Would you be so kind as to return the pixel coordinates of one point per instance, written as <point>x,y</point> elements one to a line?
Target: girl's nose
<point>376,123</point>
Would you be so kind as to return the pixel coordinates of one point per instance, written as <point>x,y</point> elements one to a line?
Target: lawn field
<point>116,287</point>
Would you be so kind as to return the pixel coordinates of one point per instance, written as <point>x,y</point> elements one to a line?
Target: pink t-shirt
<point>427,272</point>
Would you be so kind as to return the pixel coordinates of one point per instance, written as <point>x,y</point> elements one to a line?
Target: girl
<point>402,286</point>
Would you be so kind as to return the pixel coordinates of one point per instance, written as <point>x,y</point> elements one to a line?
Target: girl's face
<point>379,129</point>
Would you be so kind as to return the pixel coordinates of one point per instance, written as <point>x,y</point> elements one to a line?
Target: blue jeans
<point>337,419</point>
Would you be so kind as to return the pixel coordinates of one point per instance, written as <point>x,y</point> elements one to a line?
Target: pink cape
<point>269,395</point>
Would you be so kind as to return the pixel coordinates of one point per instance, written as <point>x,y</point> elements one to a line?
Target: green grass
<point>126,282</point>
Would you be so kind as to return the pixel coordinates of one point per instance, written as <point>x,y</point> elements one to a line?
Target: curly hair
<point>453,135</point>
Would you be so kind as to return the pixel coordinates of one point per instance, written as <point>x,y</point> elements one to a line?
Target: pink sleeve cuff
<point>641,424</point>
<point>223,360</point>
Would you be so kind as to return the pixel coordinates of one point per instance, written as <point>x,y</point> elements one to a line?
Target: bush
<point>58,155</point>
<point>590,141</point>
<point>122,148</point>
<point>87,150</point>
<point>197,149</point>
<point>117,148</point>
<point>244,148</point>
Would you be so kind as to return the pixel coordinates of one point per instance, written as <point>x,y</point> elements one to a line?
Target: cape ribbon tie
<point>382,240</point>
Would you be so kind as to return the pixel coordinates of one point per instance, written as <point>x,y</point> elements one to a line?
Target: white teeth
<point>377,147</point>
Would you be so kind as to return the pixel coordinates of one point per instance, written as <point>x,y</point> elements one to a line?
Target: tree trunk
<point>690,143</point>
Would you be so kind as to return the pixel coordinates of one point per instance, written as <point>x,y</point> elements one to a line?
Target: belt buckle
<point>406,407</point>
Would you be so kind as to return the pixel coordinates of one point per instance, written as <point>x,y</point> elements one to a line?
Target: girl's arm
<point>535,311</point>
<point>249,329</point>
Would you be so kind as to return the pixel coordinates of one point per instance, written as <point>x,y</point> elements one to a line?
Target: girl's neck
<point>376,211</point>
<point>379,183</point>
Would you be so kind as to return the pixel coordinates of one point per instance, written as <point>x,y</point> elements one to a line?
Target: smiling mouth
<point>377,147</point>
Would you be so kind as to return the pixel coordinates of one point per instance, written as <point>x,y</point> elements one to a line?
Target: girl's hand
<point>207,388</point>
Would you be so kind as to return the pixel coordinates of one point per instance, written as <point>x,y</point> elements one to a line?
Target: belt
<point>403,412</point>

====

GIVEN REQUEST
Lay out every line of the records above as a JSON list of strings, one string per line, skipping any blank lines.

OUTPUT FOR THIS TASK
[
  "Would you be so kind as to return the pixel coordinates of one point per instance, written as <point>x,y</point> elements one to a line?",
  "Target: girl's nose",
  "<point>376,123</point>",
  "Would you be so kind as to return the pixel coordinates of one point per instance, written as <point>x,y</point> elements one to a line?",
  "Target: lawn field",
  "<point>116,287</point>",
  "Would you be so kind as to return the pixel coordinates of one point per instance, written as <point>x,y</point> elements one to a line?",
  "Target: pink t-shirt",
  "<point>427,272</point>",
  "Would you be so kind as to return the pixel coordinates of one point per instance, written as <point>x,y</point> elements one to a line?",
  "Target: girl",
  "<point>402,286</point>",
  "Would you be so kind as to return the pixel coordinates of one point per instance, written as <point>x,y</point> elements one to a line?",
  "Target: girl's face",
  "<point>379,129</point>",
  "Would you be so kind as to return the pixel coordinates of one point per instance, written as <point>x,y</point> elements one to a line?",
  "Target: blue jeans",
  "<point>337,419</point>",
  "Would you be so kind as to return the pixel coordinates of one point per instance, written as <point>x,y</point> elements one to a line?",
  "Target: pink cape",
  "<point>269,395</point>",
  "Would you be so kind as to return the pixel coordinates of one point per instance, written as <point>x,y</point> elements one to a line?",
  "Target: green grass",
  "<point>126,282</point>",
  "Would you be so kind as to return the pixel coordinates of one point per instance, written as <point>x,y</point> elements one to a line?",
  "Target: curly hair",
  "<point>453,135</point>",
  "Would you be so kind as to return the pixel coordinates of one point per instance, written as <point>x,y</point> elements one to a line?",
  "Target: pink sleeve cuff",
  "<point>641,424</point>",
  "<point>223,360</point>",
  "Would you be so kind as to return the pixel coordinates of one point per instance, written as <point>x,y</point> elements one to a line?",
  "Target: bush",
  "<point>58,155</point>",
  "<point>590,141</point>",
  "<point>122,148</point>",
  "<point>87,150</point>",
  "<point>197,149</point>",
  "<point>117,148</point>",
  "<point>244,148</point>",
  "Would you be so kind as to return the pixel coordinates of one point per instance, written as <point>x,y</point> elements one to a line?",
  "Target: cape ribbon tie",
  "<point>382,240</point>",
  "Would you be so kind as to return the pixel coordinates of one point per instance, written as <point>x,y</point> elements one to a line?",
  "Target: white teeth",
  "<point>377,147</point>",
  "Would you be so kind as to return the pixel coordinates of one point per instance, written as <point>x,y</point> elements one to a line?",
  "Target: tree trunk",
  "<point>690,143</point>",
  "Would you be so kind as to return the pixel coordinates of one point per instance, written as <point>x,y</point> elements one to a line?",
  "Target: belt buckle",
  "<point>406,407</point>",
  "Would you be so kind as to return the pixel coordinates of one point per instance, written as <point>x,y</point> elements one to a line?",
  "Target: girl's arm",
  "<point>535,311</point>",
  "<point>249,329</point>",
  "Would you be so kind as to return the pixel coordinates of one point per instance, written as <point>x,y</point> elements one to a line?",
  "Target: girl's neck",
  "<point>376,211</point>",
  "<point>379,183</point>",
  "Would you be so kind as to return the pixel coordinates of one point per instance, written as <point>x,y</point> elements one to a line?",
  "Target: smiling mouth",
  "<point>377,147</point>",
  "Would you be so kind as to return the pixel coordinates of one point per instance, written as <point>x,y</point> elements one to a line?",
  "Target: girl's hand",
  "<point>207,388</point>",
  "Would you be so kind as to return the pixel coordinates of one point per instance, written as <point>x,y</point> elements one to a line?",
  "Target: belt",
  "<point>403,412</point>"
]